REQUIRED TASK: Each line below should be quoted exactly, please.

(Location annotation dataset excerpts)
* * *
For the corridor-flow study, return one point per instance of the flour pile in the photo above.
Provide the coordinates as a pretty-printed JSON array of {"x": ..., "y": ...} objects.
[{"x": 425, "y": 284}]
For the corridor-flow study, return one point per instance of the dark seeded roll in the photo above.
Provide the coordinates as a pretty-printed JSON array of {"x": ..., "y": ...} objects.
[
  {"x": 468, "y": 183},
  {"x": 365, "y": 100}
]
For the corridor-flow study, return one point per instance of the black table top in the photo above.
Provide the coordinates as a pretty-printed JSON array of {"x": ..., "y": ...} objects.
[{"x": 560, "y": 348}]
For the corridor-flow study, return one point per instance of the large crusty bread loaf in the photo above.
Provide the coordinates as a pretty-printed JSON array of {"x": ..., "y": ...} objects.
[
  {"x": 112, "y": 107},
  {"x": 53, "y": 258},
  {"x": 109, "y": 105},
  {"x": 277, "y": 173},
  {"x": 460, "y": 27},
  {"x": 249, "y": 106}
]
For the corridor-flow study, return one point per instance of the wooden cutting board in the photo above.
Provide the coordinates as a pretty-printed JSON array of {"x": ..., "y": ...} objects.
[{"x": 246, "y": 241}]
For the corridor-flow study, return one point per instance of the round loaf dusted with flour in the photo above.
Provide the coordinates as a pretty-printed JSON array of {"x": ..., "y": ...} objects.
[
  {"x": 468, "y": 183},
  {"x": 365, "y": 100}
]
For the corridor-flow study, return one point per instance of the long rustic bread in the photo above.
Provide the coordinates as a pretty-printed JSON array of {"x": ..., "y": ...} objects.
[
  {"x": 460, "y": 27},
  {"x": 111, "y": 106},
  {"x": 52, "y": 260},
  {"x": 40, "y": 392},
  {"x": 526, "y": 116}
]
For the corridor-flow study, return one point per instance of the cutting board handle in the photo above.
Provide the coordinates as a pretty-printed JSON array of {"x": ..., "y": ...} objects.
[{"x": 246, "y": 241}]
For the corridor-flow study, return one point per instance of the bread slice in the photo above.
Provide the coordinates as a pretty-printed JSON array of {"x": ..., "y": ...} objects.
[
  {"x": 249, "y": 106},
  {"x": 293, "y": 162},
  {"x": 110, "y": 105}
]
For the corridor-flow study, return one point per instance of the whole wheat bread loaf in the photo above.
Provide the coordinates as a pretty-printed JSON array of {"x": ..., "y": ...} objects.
* * *
EXERCISE RESULT:
For the corridor-flow study, return one point per instance of the flour pile in the photo above.
Provide the coordinates as a pretty-printed JSON array of {"x": ..., "y": ...} objects.
[{"x": 425, "y": 284}]
For the corridor-flow study, return one point per instance of the dark seeded roll in the photo above.
Provide the coordinates as a pretty-printed JSON array of {"x": ..., "y": ...} objects.
[
  {"x": 468, "y": 183},
  {"x": 365, "y": 100}
]
For the corridor-flow study, return one point per instance of the black table top in the photo above.
Provide the coordinates as a pretty-printed JSON array of {"x": ..., "y": ...} objects.
[{"x": 560, "y": 348}]
For the corridor-flow study, return one point per instance of the large crusty bread loaf in the photo above.
Provide the coordinates as a pretty-printed JSON array of {"x": ..., "y": ...} objects.
[
  {"x": 112, "y": 107},
  {"x": 53, "y": 258},
  {"x": 109, "y": 105},
  {"x": 277, "y": 173},
  {"x": 460, "y": 27},
  {"x": 249, "y": 106}
]
For the corridor-flow study, return one point per instance of the wooden cutting board in the photo above.
Provide the coordinates as a pretty-printed JSON array of {"x": ..., "y": ...} objects.
[{"x": 246, "y": 241}]
For the corridor-flow study, return one point per instance of the round loaf dusted with flour in the photo above.
Provide the coordinates as a pretty-printed JSON array of {"x": ..., "y": ...} objects.
[
  {"x": 468, "y": 183},
  {"x": 365, "y": 100}
]
For the corridor-flow study, return one point per instance of the long rustic bread in the photo above.
Provide the coordinates as a pretty-printed JSON array of {"x": ..., "y": ...} objects.
[
  {"x": 460, "y": 27},
  {"x": 111, "y": 106},
  {"x": 52, "y": 260},
  {"x": 40, "y": 392},
  {"x": 526, "y": 116}
]
For the corridor-flow study, return one point per instance of the cutting board handle in the photo above.
Provide the coordinates as a pretty-printed JSON array of {"x": ..., "y": ...} objects.
[{"x": 246, "y": 241}]
For the corridor-flow study, return one point per instance of the bread slice in the photo above.
Provide the coordinates as a pretty-printed JSON array of {"x": ..., "y": ...} objects.
[
  {"x": 249, "y": 106},
  {"x": 293, "y": 162},
  {"x": 110, "y": 105}
]
For the corridor-flow study, return one point per instance of the whole wheat bread loaf in the photo above.
Provide the coordinates as a pretty-printed JSON array of {"x": ..., "y": ...} objects.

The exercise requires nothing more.